__TASK DATA__
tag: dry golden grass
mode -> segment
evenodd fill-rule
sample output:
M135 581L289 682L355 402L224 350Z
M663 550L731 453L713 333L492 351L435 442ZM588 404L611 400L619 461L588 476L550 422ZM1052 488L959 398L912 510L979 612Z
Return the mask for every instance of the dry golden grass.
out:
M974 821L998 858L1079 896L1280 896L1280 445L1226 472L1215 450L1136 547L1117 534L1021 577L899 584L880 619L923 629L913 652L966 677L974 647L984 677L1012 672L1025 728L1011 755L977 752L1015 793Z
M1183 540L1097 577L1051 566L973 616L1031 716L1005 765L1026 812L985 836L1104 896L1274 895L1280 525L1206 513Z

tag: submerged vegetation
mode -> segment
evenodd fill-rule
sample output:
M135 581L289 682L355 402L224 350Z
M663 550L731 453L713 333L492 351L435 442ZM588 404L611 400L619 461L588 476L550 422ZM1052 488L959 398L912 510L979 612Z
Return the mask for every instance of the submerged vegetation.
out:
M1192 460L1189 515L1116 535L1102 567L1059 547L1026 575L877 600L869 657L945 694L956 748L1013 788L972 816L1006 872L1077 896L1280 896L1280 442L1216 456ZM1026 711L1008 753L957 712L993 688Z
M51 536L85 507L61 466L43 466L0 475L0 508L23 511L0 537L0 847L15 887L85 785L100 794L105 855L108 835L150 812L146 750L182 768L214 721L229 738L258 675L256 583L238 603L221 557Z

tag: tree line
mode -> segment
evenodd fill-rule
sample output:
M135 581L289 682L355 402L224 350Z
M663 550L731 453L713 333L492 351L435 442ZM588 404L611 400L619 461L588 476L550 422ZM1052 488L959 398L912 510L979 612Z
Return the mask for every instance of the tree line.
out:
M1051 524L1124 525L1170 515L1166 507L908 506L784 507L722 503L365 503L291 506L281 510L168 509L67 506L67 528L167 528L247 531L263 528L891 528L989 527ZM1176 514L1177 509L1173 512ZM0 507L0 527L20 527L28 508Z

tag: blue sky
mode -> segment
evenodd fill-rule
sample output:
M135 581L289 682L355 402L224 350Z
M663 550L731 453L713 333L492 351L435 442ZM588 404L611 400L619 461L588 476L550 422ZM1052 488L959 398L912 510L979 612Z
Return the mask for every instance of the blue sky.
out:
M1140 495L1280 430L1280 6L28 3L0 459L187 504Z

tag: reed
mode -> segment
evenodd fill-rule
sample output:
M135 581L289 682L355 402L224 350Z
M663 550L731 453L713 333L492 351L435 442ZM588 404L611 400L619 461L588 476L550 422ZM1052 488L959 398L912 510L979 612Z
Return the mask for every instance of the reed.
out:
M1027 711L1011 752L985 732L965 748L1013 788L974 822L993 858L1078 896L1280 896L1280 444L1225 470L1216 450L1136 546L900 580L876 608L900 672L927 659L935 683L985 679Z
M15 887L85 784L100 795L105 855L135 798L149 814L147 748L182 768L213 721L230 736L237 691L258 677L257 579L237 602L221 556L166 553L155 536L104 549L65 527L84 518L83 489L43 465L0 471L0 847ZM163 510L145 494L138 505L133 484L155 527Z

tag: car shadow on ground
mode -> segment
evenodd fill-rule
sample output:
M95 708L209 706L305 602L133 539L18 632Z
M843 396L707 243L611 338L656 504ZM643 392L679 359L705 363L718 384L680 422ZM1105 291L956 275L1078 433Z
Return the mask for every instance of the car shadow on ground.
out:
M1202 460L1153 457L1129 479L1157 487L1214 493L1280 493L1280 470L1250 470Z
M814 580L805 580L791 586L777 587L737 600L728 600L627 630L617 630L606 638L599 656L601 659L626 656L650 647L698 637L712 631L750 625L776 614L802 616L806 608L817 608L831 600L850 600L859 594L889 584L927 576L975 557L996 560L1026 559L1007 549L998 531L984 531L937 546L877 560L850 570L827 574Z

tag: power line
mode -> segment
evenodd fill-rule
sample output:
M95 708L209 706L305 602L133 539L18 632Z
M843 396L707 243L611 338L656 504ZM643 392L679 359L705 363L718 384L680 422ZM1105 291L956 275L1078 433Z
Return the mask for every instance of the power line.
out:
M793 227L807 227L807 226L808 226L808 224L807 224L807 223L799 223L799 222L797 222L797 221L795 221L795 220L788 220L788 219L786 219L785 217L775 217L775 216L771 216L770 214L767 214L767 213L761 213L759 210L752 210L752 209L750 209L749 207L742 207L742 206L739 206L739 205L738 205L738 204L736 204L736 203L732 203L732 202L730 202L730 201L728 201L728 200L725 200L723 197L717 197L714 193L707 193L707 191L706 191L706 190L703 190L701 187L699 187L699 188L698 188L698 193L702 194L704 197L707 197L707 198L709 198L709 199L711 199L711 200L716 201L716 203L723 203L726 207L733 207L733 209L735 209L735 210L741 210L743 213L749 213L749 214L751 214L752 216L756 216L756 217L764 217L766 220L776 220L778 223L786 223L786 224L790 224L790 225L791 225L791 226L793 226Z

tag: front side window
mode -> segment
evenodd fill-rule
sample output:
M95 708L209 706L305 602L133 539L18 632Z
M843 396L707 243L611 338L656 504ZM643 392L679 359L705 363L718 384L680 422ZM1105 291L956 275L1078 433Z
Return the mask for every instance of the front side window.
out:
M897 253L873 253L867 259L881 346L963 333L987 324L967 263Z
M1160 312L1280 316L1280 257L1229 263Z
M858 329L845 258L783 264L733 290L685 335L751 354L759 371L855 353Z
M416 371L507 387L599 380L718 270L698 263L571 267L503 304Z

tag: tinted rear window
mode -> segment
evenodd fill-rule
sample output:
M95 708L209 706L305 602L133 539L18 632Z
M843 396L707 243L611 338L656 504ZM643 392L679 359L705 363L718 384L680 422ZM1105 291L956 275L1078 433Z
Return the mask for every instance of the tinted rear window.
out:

__REQUIRED WORK__
For every record above, print an exact copy.

__COMPLETED TASK__
tag: dry golden grass
mode -> segment
evenodd fill-rule
sample output:
M135 581L289 682L355 402L224 350Z
M663 550L731 453L713 333L492 351L435 442ZM588 404L611 400L619 461L588 476L550 422ZM1052 488L959 398L912 510L979 612Z
Return the mask for every instance of the dry golden grass.
out:
M974 821L998 858L1079 896L1280 896L1280 445L1226 472L1215 450L1136 547L1117 534L1021 577L899 584L880 619L923 629L913 652L966 677L974 647L984 677L1012 672L1025 728L1011 755L977 752L1015 793Z
M1183 540L1097 577L1051 566L973 616L1031 716L1005 765L1026 812L985 836L1104 896L1274 895L1280 525L1206 513Z

tag: submerged vegetation
mode -> segment
evenodd fill-rule
sample output:
M135 581L289 682L355 402L224 350Z
M663 550L731 453L713 333L492 351L435 442ZM588 404L611 400L619 461L588 476L550 422ZM1052 488L959 398L912 510L979 612Z
Return the mask for every instance of the submerged vegetation.
out:
M1192 460L1189 515L1116 535L1102 567L1059 547L1026 575L877 600L869 657L945 694L956 748L1013 788L972 816L1006 872L1077 896L1280 896L1280 442L1216 456ZM1026 711L1008 753L957 712L993 688Z
M51 536L85 507L61 466L43 466L0 475L0 508L23 511L0 537L0 847L15 887L85 785L100 794L105 855L108 835L150 812L146 750L182 768L214 721L229 738L258 675L256 583L238 603L221 557Z

tag: tree line
mode -> segment
evenodd fill-rule
sample output:
M135 581L289 682L355 402L224 350Z
M663 550L731 453L713 333L492 351L435 442ZM588 404L611 400L619 461L588 476L550 422ZM1052 488L959 398L912 510L979 612Z
Return the mask for every instance of the tree line.
out:
M1051 524L1124 525L1170 515L1166 507L908 506L784 507L722 503L365 503L291 506L281 510L168 509L67 506L67 528L167 528L247 531L263 528L891 528L989 527ZM1176 514L1177 509L1173 512ZM0 507L0 527L20 527L28 508Z

tag: blue sky
mode -> segment
evenodd fill-rule
sample output:
M135 581L289 682L355 402L224 350Z
M663 550L731 453L713 333L492 351L435 442ZM588 404L611 400L619 461L588 476L550 422ZM1052 488L959 398L912 510L979 612Z
Return the mask for every instance of the blue sky.
out:
M1140 495L1280 430L1280 6L28 3L0 459L187 504Z

tag: reed
mode -> segment
evenodd fill-rule
sample output:
M135 581L289 682L355 402L224 350Z
M663 550L731 453L713 333L492 351L435 442ZM588 404L611 400L619 461L588 476L550 422ZM1052 488L959 398L912 510L979 612Z
Return the mask for every instance of the reed.
out:
M1027 711L1011 752L985 732L965 748L1013 788L974 822L993 858L1078 896L1280 896L1280 444L1225 470L1216 450L1136 546L900 580L876 608L900 672L927 659L935 683L985 679Z
M15 887L85 784L100 795L105 855L135 798L149 814L147 748L182 768L213 721L230 736L237 691L258 677L257 579L237 602L221 556L166 553L155 536L104 549L65 527L84 518L83 489L43 465L0 471L0 847ZM163 510L145 494L138 505L133 484L155 527Z

tag: car shadow on ground
mode -> segment
evenodd fill-rule
sample output:
M95 708L209 706L305 602L133 539L18 632Z
M843 396L707 243L611 338L656 504ZM643 392L679 359L705 363L718 384L680 422ZM1105 291L956 275L1078 433Z
Return the mask for every instance of the car shadow on ground.
out:
M1202 460L1153 457L1129 479L1157 487L1214 493L1280 493L1280 470L1250 470Z
M814 580L805 580L791 586L777 587L737 600L728 600L627 630L617 630L606 638L599 656L601 659L626 656L650 647L698 637L712 631L750 625L776 614L802 616L806 608L817 608L831 600L850 600L859 594L889 584L927 576L975 557L996 560L1026 559L1007 549L998 531L984 531L937 546L877 560L850 570L827 574Z

tag: power line
mode -> segment
evenodd fill-rule
sample output:
M95 708L209 706L305 602L133 539L18 632Z
M843 396L707 243L611 338L656 504ZM643 392L679 359L705 363L718 384L680 422ZM1105 291L956 275L1078 433Z
Return the mask for every instance of the power line.
out:
M793 227L807 227L807 226L808 226L808 224L807 224L807 223L799 223L799 222L797 222L797 221L795 221L795 220L788 220L788 219L786 219L785 217L775 217L775 216L771 216L770 214L767 214L767 213L761 213L759 210L752 210L752 209L750 209L749 207L742 207L742 206L739 206L739 205L738 205L738 204L736 204L736 203L732 203L732 202L730 202L730 201L728 201L728 200L725 200L723 197L717 197L714 193L707 193L707 191L706 191L706 190L703 190L701 187L699 187L699 188L698 188L698 193L702 194L704 197L707 197L707 198L709 198L709 199L711 199L711 200L716 201L716 203L723 203L726 207L733 207L733 209L735 209L735 210L741 210L743 213L749 213L749 214L751 214L752 216L756 216L756 217L764 217L766 220L776 220L778 223L786 223L786 224L790 224L790 225L791 225L791 226L793 226Z

tag: front side window
mode -> segment
evenodd fill-rule
sample output:
M95 708L209 706L305 602L133 539L18 632Z
M843 396L707 243L611 338L656 504ZM643 392L679 359L705 363L718 384L680 422ZM1105 291L956 275L1078 433Z
Return the mask for every instance of the front side window.
out:
M897 253L873 253L867 259L881 346L963 333L987 324L967 263Z
M1160 312L1280 316L1280 257L1229 263Z
M858 329L845 258L783 264L733 290L685 335L751 354L759 371L855 353Z
M416 371L507 387L599 380L718 270L698 263L571 267L503 304Z

tag: tinted rear window
mode -> segment
evenodd fill-rule
sample output:
M95 708L209 706L305 602L133 539L18 632Z
M843 396L707 243L611 338L656 504ZM643 392L679 359L705 363L718 384L680 422ZM1105 291L956 275L1078 433Z
Return the mask for every instance of the tinted rear window.
out:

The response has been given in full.